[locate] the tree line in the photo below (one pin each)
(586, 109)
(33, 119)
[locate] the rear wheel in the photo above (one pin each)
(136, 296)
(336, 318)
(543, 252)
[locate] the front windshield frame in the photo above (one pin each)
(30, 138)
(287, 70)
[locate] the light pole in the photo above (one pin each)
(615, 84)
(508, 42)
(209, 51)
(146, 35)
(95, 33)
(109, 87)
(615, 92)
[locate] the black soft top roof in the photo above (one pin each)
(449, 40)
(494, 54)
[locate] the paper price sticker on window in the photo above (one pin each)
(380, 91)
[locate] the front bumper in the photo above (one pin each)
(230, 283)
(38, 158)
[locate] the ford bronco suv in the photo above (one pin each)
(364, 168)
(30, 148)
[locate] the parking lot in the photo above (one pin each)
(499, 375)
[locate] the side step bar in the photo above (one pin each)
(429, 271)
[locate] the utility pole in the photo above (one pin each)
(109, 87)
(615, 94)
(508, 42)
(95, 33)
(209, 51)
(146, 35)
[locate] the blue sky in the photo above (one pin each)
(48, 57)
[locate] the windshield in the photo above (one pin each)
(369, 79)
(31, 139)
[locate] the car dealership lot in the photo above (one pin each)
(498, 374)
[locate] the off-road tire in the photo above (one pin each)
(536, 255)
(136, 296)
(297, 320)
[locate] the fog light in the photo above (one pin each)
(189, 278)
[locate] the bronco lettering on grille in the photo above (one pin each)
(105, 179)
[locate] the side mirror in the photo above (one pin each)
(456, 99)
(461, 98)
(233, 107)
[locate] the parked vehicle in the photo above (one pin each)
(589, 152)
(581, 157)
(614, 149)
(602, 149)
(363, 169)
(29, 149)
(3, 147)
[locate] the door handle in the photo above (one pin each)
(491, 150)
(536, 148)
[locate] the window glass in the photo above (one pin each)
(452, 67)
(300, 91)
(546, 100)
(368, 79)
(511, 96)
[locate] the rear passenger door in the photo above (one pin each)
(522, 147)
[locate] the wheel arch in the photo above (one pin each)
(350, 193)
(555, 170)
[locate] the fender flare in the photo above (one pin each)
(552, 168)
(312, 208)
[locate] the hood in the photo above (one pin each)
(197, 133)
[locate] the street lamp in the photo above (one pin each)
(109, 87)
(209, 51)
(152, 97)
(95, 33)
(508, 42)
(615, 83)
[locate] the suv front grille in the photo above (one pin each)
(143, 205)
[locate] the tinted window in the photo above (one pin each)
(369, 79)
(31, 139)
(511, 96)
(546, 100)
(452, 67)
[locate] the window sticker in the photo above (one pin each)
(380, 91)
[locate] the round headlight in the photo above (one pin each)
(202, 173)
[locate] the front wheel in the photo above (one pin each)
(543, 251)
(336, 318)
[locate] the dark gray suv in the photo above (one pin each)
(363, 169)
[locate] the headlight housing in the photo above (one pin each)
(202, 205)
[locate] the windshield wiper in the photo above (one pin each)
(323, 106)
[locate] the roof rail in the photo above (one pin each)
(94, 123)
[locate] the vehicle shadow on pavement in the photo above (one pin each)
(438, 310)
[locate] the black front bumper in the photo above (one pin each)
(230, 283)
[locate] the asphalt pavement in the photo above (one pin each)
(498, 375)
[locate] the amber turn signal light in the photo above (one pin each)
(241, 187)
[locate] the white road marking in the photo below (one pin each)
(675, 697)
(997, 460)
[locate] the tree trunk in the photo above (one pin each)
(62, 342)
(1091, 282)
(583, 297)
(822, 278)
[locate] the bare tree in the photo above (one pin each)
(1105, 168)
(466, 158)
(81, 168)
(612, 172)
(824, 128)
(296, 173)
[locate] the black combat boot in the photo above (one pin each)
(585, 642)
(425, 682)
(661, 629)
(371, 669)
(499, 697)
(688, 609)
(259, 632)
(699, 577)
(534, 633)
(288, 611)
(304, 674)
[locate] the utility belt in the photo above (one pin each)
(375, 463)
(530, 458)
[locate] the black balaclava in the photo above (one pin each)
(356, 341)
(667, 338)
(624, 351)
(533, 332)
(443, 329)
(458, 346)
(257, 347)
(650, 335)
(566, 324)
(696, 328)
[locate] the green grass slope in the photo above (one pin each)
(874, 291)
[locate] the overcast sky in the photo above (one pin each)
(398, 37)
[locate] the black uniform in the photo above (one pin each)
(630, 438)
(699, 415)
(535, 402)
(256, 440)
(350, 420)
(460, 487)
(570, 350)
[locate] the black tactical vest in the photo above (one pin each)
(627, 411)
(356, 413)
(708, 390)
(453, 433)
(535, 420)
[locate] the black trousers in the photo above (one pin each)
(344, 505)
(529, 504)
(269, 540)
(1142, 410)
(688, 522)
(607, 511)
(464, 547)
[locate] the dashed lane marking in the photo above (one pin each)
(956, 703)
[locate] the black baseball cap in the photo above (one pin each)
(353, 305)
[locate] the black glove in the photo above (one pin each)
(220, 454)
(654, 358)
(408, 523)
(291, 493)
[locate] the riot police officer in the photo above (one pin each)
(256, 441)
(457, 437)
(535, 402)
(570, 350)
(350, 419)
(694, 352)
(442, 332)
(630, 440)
------------------------------------------------
REQUIRED TASK
Faithfully copy every entry, leaving nothing out.

WRITTEN REPLY
[locate] the tree line in the photo below (one pin each)
(586, 109)
(33, 119)
[locate] the rear wheel in the photo above (one pin each)
(136, 296)
(336, 318)
(543, 252)
[locate] the front windshield frame in the photo above (one pin each)
(30, 138)
(287, 70)
[locate] the light pole in the photo above (one pin each)
(615, 84)
(508, 42)
(209, 51)
(146, 35)
(95, 33)
(109, 87)
(615, 92)
[locate] the black soft top roof in the photo above (one pin each)
(449, 40)
(494, 54)
[locate] the paper price sticker on window in the photo above (one pin each)
(380, 91)
[locate] the front bumper in the photo above (one pin each)
(230, 283)
(38, 158)
[locate] the ford bronco suv in the photo above (one pin each)
(364, 168)
(30, 148)
[locate] the parking lot in the photo above (one pin each)
(499, 375)
[locate] the side step bar in the photo above (one pin each)
(429, 271)
[locate] the utility pole in the photo above (one pin each)
(109, 87)
(615, 94)
(508, 42)
(95, 33)
(209, 51)
(146, 35)
[locate] the blue sky in the photo above (one pin each)
(48, 57)
[locate] the windshield in the photo above (one pin each)
(369, 79)
(31, 139)
[locate] the car dealership lot in the photo above (one pin each)
(498, 374)
[locate] the off-road tire in the photo above (one pin each)
(536, 255)
(136, 296)
(297, 320)
[locate] the fog light in the photo above (one pin each)
(189, 278)
[locate] the bronco lettering on grille in the photo above (one pin each)
(105, 179)
[locate] the side mirror in the photo above (one pin each)
(456, 99)
(461, 98)
(233, 107)
[locate] the parked vehicle in the photo above (one pin each)
(589, 152)
(581, 157)
(614, 149)
(602, 149)
(363, 169)
(29, 149)
(3, 147)
[locate] the door handle in the photo above (one pin each)
(491, 150)
(536, 148)
[locate] the window glass in the photo above (one pin each)
(452, 67)
(300, 91)
(546, 100)
(368, 79)
(511, 96)
[locate] the rear passenger door in the photo above (one pin each)
(522, 147)
[locate] the wheel arch in the photo above (one pin each)
(350, 193)
(555, 170)
[locate] the fender flare in the photo above (one pin each)
(552, 168)
(312, 208)
[locate] the hood in the photo above (one pin each)
(197, 133)
[locate] the street lamp in the photo above (one pin each)
(109, 87)
(209, 51)
(152, 97)
(95, 33)
(508, 42)
(615, 83)
[locate] the suv front grille in the photo above (one pin each)
(143, 205)
[locate] the tinted window in the photo above (one pin each)
(369, 79)
(31, 139)
(511, 96)
(546, 100)
(452, 67)
[locate] the window sticker in the photo above (one pin each)
(380, 91)
[locate] the round headlight in the photo above (one pin each)
(202, 173)
[locate] the front wheel in the photo above (one pin each)
(543, 251)
(336, 318)
[locate] the dark gray suv in the photo above (one pin each)
(363, 169)
[locate] the headlight housing in the photo above (one pin each)
(202, 205)
[locate] the windshield wiper in the photo above (one pin each)
(323, 106)
[locate] the roof rail in the photo above (one pin each)
(94, 123)
[locate] the vehicle shadow on pavement in the photo above (one pin each)
(438, 310)
[locate] the black front bumper in the photo above (one pin each)
(230, 283)
[locate] the asphalt pavement in the photo above (one pin each)
(498, 375)
[locate] the amber turn signal light in the photo above (one pin each)
(241, 187)
[locate] the white road marking in the photo below (one pin each)
(675, 697)
(997, 460)
[locate] the tree trunk in the photo above (one pin each)
(62, 342)
(1091, 282)
(583, 297)
(822, 278)
[locate] the bare tree in the photo above (one pin each)
(1105, 168)
(466, 158)
(81, 168)
(612, 172)
(824, 128)
(296, 173)
[locate] the black combat boot in the photo above (one pin each)
(585, 642)
(425, 682)
(661, 629)
(371, 669)
(499, 697)
(688, 609)
(259, 632)
(699, 577)
(534, 633)
(288, 611)
(304, 674)
[locate] the utility belt in the photo above (one pin each)
(375, 463)
(530, 458)
[locate] the black balaclava in the photo above (one pin each)
(356, 341)
(667, 338)
(624, 351)
(533, 332)
(443, 329)
(458, 346)
(257, 347)
(650, 335)
(566, 324)
(696, 328)
[locate] the green grass slope in the photo above (one pin each)
(874, 291)
[locate] the overcast sky in the photo above (one pin each)
(398, 37)
[locate] the black uniform in the photo above (one pin each)
(630, 438)
(699, 415)
(535, 402)
(256, 440)
(350, 420)
(460, 487)
(570, 350)
[locate] the black tactical vest in the photo above (one pin each)
(627, 411)
(356, 413)
(708, 390)
(453, 433)
(535, 420)
[locate] the black trousers in the photo above (one pin each)
(344, 505)
(529, 504)
(269, 540)
(1142, 410)
(688, 522)
(607, 511)
(464, 547)
[locate] the dashed lane marking in the photo above (one pin each)
(956, 703)
[locate] the black baseball cap in the photo above (one pin each)
(353, 305)
[locate] the black glove in the photo above (one pin each)
(220, 454)
(654, 358)
(408, 523)
(291, 493)
[locate] the riot police officer in the photo above (one pin each)
(256, 441)
(457, 437)
(535, 402)
(570, 350)
(350, 419)
(694, 352)
(442, 332)
(630, 440)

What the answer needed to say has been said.